*PROBLEM TO WORK ON*. In the listing below, substitute "stone wall" for "blue wall" in the lines starting at the line containing "Draw the outline" and ending at the line containing "Assume fill-rule evenodd for every path.", leaving everything else unchanged. Write out only those lines.

*SUPPLIED RECORDS*.
%%
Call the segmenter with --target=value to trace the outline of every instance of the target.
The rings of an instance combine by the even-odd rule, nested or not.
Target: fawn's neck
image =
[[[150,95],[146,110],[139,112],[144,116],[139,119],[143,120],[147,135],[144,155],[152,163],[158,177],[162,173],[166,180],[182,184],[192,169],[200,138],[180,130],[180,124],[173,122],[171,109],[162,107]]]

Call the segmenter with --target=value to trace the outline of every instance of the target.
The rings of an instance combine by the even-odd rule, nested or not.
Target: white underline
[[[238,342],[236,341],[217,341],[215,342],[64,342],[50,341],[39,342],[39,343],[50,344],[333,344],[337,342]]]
%%
%%
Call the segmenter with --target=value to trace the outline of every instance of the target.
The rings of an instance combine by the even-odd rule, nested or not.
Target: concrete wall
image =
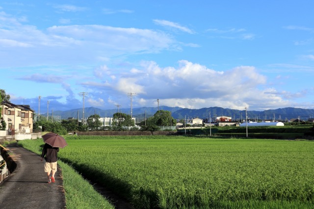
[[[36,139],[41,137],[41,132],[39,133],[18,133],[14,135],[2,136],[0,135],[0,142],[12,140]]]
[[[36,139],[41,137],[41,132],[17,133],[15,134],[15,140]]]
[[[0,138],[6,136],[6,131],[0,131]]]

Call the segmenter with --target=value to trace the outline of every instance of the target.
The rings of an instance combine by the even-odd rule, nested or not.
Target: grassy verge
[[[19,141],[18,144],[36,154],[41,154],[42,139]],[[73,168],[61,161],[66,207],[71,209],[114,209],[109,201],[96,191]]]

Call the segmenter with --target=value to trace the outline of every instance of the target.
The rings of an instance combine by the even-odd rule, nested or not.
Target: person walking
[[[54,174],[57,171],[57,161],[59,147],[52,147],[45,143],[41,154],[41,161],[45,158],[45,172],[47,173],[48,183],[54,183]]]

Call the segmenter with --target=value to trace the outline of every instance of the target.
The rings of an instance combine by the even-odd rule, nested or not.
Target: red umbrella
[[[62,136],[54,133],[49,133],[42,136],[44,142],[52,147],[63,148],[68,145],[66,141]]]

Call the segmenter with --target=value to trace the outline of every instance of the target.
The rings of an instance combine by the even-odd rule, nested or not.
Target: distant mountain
%%
%%
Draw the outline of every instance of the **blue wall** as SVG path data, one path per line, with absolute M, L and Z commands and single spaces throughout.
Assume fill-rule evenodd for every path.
%%
*SOLUTION TO THIS TASK*.
Draw the outline of every instance of the **stone wall** as SVG path data, one path per line, with absolute M, L and Z commands and single spaces throughout.
Assume fill-rule evenodd for every path.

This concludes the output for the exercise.